--- BEGIN TEXT EXTRACT ---

Before the war my grandfather was a farmer. My great grandfather, Frederick, was injured on the farm in May of 1918 and requested an early discharge from the Navy for Edgar. Commanding officers had final release authority. Since the war was still in progress, a discharge was unlikely. His enlistment end date was Dec. 14, 1921.
They tried for an early discharge again in January 1919 after the war ended.
The Navy priority for early release were:
1. Men with dependents
2. Men seeking release to complete their education
Zeppelin - a steamer constructed in 1914 by Bremer Vulkan at Vegesack, Germany, for the North German Lloyd Line and was planned to be used on the Germany to Baltimore route. Her launching was attended by Count Zeppelin who had sailed to the U.S. in 1861 when the Civil War began, had met President Lincoln, and did studies on dirigible balloons.
On January 21, 1915 she was laid up because of WWI. When war was declared on Germany she was seized by United States officials at New York soon after the countries entry into World War I and turned over to the Emergency Fleet Corp. The Navy did not acquire her until the spring of 1919, well after the end of the war. She was placed in commission at New York on 5 March 1919, Comdr. William W. Galbraith in command. On March 28, 1919 she was delivered to the Shipping Controller, London, operated by White Star Line, taking some 1,850 troops and nurses from Brest to New York. Assigned to the New York division of the Transport Force (not to be confused with the Naval Overseas Transportation Service), Zeppelin made two round-trip voyages between the United States and Europe, returning 15,800 Americans soldiers back home. Among these passengers returning back to the United States was a future United States President, Captain Harry S. Truman. Her third voyage took her back to Europe, however, she did not return to the United States. Instead, she was decommissioned on 25 November 1919 and returned to the United States Shipping Board, which, in turn, transferred her to the British on December 27, 1919.

--- END TEXT EXTRACT ---
--- BEGIN DATA PROVIDED ---

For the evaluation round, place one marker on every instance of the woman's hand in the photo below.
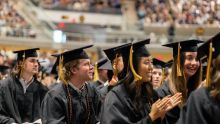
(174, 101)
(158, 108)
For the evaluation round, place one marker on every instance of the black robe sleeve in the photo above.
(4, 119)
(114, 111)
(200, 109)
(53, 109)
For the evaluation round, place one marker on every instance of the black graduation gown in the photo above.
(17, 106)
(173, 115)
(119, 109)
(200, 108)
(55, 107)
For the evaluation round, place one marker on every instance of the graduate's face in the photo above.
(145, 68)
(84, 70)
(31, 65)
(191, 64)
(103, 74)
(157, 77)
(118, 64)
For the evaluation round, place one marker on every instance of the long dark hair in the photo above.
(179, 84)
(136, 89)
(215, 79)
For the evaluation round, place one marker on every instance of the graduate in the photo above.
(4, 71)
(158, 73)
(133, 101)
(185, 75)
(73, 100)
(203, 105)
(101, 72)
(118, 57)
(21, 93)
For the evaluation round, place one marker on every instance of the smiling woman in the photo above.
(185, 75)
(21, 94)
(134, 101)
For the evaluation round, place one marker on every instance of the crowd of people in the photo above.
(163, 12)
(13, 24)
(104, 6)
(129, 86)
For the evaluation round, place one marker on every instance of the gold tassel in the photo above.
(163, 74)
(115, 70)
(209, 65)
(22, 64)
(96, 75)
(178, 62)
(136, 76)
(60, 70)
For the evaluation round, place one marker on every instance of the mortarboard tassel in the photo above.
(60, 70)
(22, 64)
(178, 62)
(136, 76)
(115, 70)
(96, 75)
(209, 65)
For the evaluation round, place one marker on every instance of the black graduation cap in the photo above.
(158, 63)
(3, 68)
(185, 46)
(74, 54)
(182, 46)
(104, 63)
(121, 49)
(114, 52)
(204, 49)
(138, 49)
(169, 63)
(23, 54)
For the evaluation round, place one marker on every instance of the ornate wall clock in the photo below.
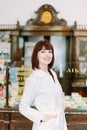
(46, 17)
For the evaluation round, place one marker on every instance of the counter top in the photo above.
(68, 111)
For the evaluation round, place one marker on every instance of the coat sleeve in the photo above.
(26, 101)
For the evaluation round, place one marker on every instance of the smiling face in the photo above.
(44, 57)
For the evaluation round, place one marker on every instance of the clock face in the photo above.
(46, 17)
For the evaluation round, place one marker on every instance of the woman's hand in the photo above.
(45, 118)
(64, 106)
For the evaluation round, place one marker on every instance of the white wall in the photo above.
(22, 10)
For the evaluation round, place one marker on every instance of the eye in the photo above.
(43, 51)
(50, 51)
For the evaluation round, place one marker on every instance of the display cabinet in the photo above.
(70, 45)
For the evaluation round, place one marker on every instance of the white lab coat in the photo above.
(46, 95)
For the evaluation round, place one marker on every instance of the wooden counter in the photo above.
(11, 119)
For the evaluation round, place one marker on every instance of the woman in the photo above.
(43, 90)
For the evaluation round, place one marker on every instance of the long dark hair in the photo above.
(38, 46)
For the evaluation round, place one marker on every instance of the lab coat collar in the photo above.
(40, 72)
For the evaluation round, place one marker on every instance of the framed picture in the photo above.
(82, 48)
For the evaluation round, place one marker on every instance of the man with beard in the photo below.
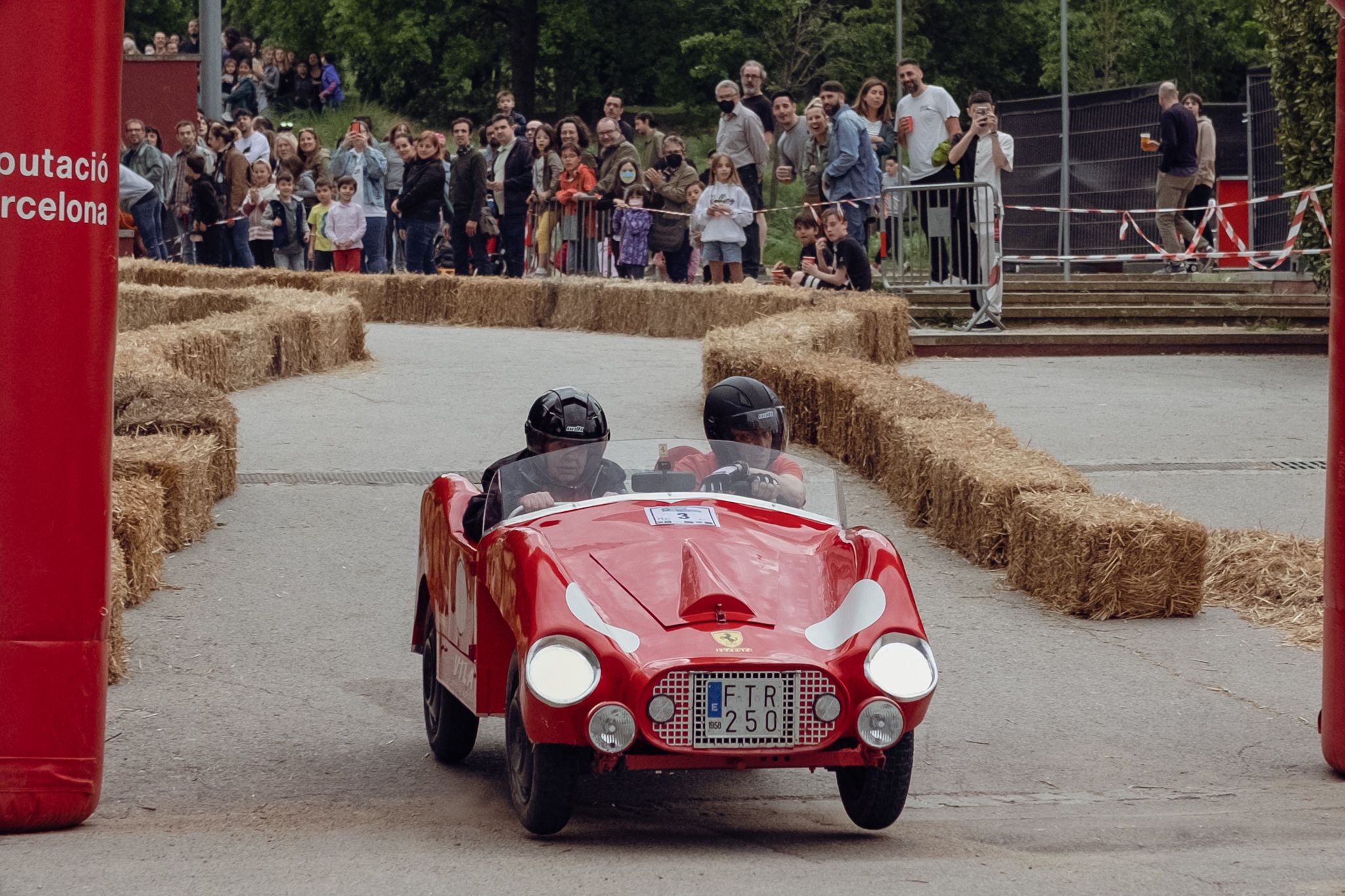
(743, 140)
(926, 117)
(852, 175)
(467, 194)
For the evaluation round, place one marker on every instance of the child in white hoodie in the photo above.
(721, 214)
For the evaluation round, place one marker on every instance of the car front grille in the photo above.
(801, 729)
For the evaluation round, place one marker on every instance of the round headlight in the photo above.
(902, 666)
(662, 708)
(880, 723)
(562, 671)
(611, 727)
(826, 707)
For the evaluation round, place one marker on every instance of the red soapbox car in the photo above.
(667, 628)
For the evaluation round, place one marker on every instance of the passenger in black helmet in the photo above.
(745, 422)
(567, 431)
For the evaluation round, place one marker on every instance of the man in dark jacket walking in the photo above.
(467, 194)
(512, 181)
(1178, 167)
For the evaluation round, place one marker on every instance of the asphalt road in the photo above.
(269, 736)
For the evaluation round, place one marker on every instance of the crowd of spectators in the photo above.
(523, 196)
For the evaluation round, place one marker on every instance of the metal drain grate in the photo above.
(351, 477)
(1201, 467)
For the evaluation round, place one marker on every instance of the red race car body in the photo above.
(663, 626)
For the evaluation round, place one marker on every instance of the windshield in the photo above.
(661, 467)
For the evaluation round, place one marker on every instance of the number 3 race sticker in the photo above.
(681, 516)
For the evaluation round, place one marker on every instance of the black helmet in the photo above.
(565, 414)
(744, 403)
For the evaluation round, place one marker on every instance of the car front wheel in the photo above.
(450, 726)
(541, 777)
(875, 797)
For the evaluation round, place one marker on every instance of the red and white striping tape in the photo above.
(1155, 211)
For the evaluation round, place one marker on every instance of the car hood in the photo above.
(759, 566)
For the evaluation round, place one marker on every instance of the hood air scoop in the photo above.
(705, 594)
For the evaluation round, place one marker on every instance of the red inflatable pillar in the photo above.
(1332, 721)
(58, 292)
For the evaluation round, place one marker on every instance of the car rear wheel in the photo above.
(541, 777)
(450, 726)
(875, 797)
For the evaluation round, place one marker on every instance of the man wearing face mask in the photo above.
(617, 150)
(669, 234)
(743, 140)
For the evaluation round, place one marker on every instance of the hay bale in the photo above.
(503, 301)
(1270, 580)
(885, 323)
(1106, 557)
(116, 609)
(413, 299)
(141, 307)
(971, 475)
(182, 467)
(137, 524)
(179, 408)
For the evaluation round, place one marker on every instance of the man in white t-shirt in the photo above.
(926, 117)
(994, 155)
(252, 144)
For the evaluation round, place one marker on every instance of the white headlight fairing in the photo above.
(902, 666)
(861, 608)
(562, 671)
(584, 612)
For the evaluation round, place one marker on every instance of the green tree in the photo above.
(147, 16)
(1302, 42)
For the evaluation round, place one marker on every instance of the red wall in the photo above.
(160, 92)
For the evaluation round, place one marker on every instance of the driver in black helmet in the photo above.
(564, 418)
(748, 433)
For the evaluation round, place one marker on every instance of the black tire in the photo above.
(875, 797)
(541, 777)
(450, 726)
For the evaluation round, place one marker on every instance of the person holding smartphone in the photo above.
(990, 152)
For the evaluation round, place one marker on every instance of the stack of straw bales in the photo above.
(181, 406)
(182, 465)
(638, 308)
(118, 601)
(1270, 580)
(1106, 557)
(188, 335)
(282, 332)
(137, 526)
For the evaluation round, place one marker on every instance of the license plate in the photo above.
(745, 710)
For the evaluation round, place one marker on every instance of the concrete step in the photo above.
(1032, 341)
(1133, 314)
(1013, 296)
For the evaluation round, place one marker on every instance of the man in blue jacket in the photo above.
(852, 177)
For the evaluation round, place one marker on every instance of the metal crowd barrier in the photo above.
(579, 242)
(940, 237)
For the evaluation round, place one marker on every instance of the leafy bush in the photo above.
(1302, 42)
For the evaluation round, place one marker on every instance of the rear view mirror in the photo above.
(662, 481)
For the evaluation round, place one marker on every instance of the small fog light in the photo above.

--- END DATA PROVIDED ---
--- BEGIN DATA PROVIDED ---

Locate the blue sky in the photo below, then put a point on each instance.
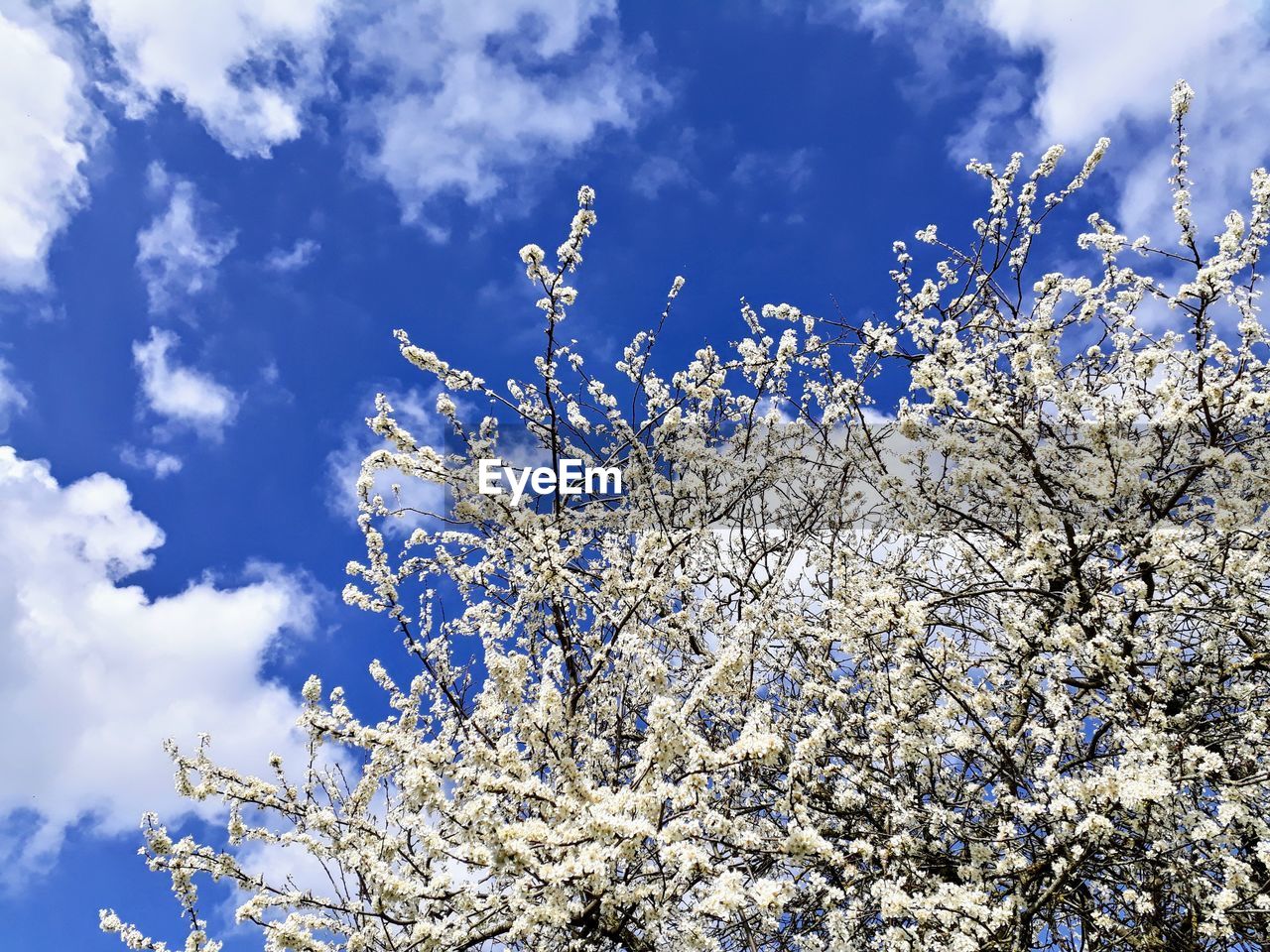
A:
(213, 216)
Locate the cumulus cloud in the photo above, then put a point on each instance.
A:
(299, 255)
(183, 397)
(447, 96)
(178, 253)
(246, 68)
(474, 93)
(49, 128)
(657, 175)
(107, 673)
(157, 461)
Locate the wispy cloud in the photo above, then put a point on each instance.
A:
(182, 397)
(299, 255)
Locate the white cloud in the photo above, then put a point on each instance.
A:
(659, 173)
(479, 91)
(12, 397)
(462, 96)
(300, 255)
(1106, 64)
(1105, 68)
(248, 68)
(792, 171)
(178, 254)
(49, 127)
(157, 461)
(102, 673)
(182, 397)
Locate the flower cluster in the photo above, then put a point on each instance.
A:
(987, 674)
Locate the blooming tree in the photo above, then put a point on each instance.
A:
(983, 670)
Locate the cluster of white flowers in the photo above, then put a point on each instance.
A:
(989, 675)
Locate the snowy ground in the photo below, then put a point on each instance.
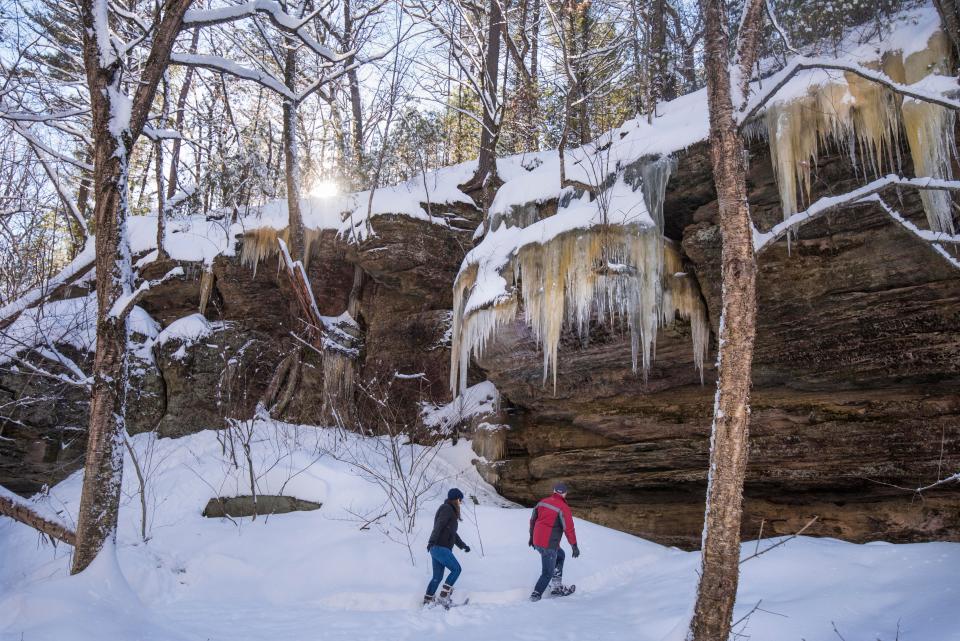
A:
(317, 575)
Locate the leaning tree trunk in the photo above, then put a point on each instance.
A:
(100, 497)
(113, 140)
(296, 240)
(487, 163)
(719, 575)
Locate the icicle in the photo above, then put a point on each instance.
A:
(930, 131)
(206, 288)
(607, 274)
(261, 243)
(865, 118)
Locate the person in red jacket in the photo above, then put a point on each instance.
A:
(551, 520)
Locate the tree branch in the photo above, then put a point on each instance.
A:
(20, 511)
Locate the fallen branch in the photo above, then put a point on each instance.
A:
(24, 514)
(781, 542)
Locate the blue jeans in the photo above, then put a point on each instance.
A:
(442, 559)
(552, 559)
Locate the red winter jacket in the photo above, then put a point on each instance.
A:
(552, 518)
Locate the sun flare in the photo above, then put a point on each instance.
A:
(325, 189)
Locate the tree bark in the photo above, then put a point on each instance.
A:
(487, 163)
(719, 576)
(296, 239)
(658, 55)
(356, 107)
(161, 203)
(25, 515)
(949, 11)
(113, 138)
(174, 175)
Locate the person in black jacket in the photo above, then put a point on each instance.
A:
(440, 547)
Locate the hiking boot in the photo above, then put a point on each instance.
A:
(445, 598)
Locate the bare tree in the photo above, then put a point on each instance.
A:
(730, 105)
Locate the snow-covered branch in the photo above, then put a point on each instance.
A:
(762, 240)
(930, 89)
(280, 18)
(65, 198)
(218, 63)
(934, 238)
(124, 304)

--- END DATA PROVIDED ---
--- BEGIN DATA PROVIDED ---

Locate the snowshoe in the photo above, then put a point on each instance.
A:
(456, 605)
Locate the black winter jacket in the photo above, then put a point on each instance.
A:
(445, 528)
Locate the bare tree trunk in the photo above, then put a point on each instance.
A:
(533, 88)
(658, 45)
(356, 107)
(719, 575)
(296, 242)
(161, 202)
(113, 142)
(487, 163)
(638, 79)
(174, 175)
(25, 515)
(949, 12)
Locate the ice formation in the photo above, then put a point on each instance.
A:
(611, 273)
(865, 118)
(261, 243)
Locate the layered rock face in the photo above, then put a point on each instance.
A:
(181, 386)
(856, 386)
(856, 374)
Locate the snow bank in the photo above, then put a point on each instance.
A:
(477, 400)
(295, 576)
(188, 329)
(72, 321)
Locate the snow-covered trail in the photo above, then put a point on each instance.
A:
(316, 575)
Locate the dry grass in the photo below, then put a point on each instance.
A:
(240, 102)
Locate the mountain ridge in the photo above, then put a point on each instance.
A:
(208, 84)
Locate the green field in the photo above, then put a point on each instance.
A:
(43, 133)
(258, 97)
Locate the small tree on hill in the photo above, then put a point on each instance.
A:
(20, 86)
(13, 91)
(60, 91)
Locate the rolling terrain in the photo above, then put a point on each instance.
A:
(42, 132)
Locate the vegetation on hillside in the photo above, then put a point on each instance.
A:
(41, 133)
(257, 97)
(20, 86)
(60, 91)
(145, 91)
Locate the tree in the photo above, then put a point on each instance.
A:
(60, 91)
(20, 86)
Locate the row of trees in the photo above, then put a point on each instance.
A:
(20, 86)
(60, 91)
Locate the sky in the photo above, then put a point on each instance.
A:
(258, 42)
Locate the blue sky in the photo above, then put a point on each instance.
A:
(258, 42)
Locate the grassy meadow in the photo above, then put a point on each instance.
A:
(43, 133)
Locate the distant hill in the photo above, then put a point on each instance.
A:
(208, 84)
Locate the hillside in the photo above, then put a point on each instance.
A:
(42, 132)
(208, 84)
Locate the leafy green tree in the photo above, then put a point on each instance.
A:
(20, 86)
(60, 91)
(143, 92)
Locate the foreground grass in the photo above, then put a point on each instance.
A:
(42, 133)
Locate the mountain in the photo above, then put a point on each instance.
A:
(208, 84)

--- END DATA PROVIDED ---

◆ **SET TASK A**: Quote the passage about the Navy discharge and the Zeppelin, everything from "The Navy priority" down to "on dirigible balloons.".
◆ **SET TASK B**: Pull out each line of the listing that includes the word "blue".
The passage and the listing have no connection to each other.

◆ **EXERCISE OUTPUT A**:
The Navy priority for early release were:
1. Men with dependents
2. Men seeking release to complete their education
Zeppelin - a steamer constructed in 1914 by Bremer Vulkan at Vegesack, Germany, for the North German Lloyd Line and was planned to be used on the Germany to Baltimore route. Her launching was attended by Count Zeppelin who had sailed to the U.S. in 1861 when the Civil War began, had met President Lincoln, and did studies on dirigible balloons.

◆ **EXERCISE OUTPUT B**:
For the evaluation round, place one marker on every instance of the man in blue jacket in the photo above.
Locate the blue sky in the photo below, then put a point on each instance.
Locate the blue jeans in the photo above, then put a point on each instance.
Locate the blue sky in the photo above, then put a point on each instance.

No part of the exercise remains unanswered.